Latihan
Baris mana saja di bawah ini yang memuat kata "building"? Tampilkan semua baris itu apa adanya.

Data yang Diberikan
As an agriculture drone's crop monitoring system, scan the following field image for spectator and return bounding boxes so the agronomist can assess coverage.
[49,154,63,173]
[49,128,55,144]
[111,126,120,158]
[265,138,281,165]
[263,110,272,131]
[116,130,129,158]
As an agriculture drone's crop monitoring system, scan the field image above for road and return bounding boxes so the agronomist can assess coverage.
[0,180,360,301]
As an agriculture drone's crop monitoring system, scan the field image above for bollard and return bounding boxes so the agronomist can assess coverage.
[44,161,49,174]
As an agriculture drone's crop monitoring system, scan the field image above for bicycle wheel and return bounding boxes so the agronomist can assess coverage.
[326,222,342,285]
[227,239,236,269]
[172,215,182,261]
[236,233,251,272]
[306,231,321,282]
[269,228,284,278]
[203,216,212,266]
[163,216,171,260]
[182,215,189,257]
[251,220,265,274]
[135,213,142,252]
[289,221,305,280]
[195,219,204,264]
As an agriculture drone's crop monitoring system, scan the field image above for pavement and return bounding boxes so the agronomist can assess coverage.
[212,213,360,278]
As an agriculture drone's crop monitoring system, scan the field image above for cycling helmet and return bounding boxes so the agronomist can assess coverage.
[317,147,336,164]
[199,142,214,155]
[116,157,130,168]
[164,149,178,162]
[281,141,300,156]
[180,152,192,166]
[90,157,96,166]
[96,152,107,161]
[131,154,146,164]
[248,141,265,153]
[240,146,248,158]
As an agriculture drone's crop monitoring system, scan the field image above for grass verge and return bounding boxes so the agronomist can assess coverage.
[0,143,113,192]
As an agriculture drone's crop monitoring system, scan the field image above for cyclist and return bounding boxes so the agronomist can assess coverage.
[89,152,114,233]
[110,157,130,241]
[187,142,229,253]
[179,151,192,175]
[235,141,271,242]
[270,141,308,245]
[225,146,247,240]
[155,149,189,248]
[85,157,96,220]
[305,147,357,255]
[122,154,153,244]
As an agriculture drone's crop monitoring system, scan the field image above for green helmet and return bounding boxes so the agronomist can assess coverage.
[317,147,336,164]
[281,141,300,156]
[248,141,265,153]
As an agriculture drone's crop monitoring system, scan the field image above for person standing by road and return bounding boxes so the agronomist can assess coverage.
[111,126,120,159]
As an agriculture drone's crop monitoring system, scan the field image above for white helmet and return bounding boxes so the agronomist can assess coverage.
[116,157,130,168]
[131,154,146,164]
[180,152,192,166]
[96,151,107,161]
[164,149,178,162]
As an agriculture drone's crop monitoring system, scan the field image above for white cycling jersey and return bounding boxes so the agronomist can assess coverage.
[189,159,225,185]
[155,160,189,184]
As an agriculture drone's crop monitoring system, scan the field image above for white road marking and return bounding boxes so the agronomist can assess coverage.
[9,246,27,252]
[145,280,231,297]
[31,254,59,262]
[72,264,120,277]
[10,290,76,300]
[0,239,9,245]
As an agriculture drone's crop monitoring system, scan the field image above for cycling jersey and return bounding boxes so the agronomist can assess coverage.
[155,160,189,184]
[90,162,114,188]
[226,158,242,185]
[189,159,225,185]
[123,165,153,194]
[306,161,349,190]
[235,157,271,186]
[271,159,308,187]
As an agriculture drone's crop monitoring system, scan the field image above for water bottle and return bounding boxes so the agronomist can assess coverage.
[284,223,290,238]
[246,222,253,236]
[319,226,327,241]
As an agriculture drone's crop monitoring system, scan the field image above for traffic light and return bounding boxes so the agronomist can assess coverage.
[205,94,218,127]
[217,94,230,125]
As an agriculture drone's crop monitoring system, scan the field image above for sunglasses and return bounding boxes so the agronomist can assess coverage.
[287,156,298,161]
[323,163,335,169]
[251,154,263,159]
--
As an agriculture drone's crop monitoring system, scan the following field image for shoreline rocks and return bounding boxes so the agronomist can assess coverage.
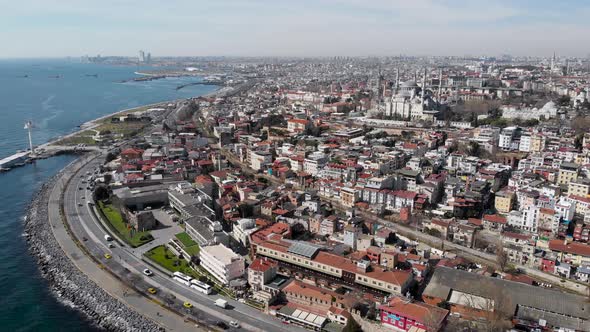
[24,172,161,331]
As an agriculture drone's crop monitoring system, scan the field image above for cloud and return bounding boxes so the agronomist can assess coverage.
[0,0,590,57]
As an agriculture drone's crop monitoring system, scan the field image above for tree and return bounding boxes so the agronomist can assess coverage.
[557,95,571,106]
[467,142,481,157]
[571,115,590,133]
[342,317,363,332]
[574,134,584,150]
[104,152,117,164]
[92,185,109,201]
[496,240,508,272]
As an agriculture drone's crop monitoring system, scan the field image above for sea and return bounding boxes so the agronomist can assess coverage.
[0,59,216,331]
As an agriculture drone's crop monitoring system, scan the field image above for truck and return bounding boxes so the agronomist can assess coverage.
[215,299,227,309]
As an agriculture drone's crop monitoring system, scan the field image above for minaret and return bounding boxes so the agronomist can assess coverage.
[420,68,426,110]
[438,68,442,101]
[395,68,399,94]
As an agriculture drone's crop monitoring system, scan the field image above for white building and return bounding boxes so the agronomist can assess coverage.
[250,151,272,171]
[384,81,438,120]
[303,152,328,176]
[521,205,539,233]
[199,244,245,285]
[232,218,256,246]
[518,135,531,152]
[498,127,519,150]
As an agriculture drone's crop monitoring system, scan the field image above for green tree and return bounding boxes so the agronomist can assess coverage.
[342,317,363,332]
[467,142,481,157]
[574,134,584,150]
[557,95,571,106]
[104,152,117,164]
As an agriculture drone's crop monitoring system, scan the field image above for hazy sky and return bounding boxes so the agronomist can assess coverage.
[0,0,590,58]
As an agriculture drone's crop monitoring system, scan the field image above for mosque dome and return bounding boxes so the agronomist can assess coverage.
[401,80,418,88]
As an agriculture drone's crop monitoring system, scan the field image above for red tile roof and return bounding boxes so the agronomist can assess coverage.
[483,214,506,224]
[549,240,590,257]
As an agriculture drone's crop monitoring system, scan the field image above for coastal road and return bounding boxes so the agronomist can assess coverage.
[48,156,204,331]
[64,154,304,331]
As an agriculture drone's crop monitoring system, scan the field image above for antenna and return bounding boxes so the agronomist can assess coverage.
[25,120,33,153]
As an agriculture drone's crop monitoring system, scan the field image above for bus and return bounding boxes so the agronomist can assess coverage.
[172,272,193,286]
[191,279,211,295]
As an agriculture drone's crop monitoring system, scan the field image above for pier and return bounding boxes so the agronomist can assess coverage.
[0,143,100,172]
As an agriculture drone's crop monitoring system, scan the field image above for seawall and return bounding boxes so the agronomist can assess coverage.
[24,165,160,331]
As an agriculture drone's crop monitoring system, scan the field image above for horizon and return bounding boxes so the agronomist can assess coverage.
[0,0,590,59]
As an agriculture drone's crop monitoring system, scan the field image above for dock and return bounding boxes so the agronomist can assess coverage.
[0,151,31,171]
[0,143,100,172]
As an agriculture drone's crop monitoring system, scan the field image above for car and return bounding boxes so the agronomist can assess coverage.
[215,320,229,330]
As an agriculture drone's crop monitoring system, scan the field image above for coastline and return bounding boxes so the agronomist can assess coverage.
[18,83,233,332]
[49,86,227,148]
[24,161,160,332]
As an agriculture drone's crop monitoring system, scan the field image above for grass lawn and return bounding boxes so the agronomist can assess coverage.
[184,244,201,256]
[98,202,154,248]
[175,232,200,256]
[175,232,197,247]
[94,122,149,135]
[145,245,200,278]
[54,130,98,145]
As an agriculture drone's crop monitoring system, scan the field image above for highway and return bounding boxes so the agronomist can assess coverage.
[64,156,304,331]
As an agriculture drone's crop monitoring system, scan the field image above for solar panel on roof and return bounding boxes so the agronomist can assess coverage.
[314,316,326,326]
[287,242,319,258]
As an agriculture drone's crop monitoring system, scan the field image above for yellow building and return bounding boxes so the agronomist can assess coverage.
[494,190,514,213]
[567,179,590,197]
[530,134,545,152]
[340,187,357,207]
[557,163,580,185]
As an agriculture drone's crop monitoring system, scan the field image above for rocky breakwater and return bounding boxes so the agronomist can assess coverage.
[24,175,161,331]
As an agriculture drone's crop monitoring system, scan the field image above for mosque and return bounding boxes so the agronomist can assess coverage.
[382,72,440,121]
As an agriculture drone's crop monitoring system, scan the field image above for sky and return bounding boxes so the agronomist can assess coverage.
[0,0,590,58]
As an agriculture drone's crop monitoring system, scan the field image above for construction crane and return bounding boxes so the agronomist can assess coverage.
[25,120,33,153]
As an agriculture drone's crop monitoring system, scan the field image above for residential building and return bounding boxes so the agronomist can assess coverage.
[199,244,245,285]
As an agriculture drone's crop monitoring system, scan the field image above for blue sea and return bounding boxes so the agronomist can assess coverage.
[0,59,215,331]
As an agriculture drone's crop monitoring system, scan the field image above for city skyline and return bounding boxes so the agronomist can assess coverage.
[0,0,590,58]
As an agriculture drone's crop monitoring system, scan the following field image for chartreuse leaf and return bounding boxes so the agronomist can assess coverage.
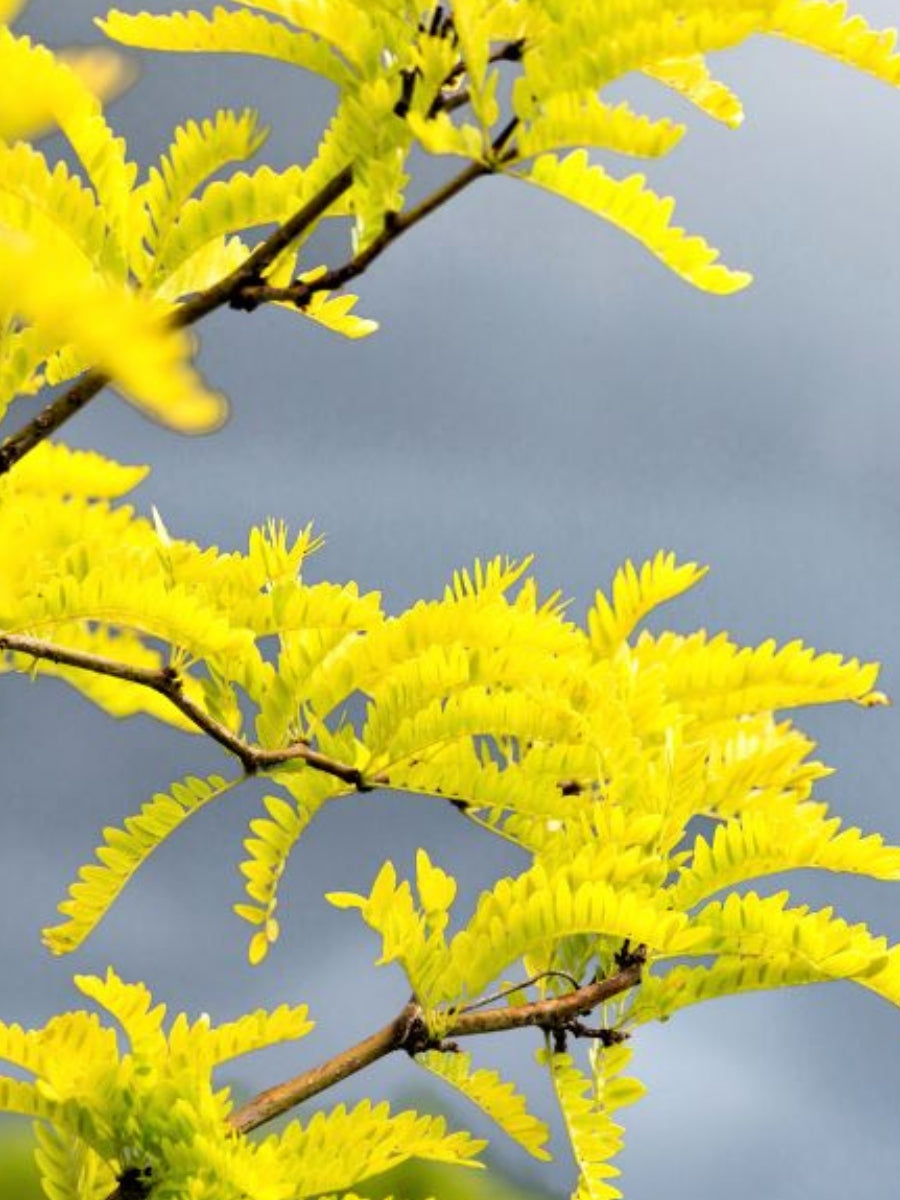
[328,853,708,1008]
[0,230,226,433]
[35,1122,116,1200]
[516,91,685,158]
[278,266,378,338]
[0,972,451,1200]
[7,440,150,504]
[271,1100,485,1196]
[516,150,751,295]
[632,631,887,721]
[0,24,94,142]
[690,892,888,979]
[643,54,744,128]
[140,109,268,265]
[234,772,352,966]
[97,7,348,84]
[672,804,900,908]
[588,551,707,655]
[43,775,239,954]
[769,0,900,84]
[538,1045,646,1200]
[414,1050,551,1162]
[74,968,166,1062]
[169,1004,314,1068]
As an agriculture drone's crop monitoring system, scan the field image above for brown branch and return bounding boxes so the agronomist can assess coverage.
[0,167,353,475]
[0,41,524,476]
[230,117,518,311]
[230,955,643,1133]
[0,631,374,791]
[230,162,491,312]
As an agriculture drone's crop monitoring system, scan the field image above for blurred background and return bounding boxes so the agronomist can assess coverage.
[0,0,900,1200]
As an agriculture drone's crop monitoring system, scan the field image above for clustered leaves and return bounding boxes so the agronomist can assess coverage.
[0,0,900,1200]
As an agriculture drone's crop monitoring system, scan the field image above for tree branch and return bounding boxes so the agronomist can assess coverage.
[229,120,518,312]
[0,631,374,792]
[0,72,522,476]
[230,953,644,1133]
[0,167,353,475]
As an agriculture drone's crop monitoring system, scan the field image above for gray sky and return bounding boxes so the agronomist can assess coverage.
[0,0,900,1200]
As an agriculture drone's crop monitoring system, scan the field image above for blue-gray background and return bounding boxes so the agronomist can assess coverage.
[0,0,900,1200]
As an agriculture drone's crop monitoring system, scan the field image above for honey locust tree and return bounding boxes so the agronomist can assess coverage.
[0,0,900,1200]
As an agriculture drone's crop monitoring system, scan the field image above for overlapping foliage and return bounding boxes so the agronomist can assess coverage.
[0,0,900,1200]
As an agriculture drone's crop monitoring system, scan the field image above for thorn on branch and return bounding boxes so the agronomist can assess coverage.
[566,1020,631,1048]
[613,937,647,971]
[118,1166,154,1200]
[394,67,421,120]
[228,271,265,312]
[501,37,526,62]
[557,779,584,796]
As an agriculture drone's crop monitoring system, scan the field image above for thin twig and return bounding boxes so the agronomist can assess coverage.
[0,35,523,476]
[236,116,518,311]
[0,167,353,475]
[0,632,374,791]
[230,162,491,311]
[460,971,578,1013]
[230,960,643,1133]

Jawaban Tugas
As an agriculture drone's crop monitoring system, scan the field image above for white building and return bounding boxes so the agronomist can assess coverage.
As an agriculture drone's crop monitoring system, scan the field image above for yellow building and return bounding boxes so the agronomist can assess coverage.
As an agriculture drone's crop monitoring system, scan the field image above for residential building and return bounding boxes so the agronomist can assess coverage.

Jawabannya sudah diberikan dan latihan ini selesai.